(Task brief): Set out every line of the data below as a numbered list, leaving out any blank lines.

━━━━━━━━━━━━━━━━

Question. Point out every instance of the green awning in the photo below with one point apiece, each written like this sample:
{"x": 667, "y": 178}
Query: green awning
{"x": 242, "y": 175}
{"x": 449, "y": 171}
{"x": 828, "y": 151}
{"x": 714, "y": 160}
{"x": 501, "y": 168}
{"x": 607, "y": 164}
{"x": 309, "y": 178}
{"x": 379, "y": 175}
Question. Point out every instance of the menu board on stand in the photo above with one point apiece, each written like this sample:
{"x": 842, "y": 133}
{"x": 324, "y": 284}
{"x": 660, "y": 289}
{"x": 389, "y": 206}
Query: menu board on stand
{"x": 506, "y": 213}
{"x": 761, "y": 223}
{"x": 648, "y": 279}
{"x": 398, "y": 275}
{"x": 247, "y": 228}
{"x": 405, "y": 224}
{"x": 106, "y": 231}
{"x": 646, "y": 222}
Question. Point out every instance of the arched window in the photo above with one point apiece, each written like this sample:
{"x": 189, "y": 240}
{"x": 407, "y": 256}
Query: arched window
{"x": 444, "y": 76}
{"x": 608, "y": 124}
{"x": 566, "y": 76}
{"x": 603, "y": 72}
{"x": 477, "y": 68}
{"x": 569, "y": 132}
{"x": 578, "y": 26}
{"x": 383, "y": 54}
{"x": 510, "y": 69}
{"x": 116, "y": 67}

━━━━━━━━━━━━━━━━

(Response below):
1. Question. Point out every instance of the green awning in the photo below with one point apiece, each written like this sample:
2. {"x": 667, "y": 178}
3. Query: green awning
4. {"x": 242, "y": 175}
5. {"x": 449, "y": 171}
6. {"x": 828, "y": 151}
7. {"x": 714, "y": 160}
8. {"x": 501, "y": 168}
9. {"x": 607, "y": 164}
10. {"x": 309, "y": 178}
11. {"x": 379, "y": 175}
12. Question. Point out every instance of the menu board on stand in the photo above with one point apiece, each written like this sample:
13. {"x": 842, "y": 133}
14. {"x": 324, "y": 284}
15. {"x": 660, "y": 289}
16. {"x": 389, "y": 206}
17. Query: menu board on stand
18. {"x": 506, "y": 213}
19. {"x": 761, "y": 223}
20. {"x": 648, "y": 279}
21. {"x": 398, "y": 275}
22. {"x": 247, "y": 228}
23. {"x": 405, "y": 224}
24. {"x": 106, "y": 231}
25. {"x": 646, "y": 222}
26. Question. Point out every instance of the arched window in the photo above with one point apiece, each written like this sample:
27. {"x": 189, "y": 240}
28. {"x": 407, "y": 256}
29. Query: arched window
30. {"x": 444, "y": 76}
31. {"x": 608, "y": 124}
32. {"x": 566, "y": 76}
33. {"x": 603, "y": 72}
34. {"x": 477, "y": 68}
35. {"x": 569, "y": 132}
36. {"x": 578, "y": 26}
37. {"x": 383, "y": 54}
38. {"x": 510, "y": 69}
39. {"x": 116, "y": 67}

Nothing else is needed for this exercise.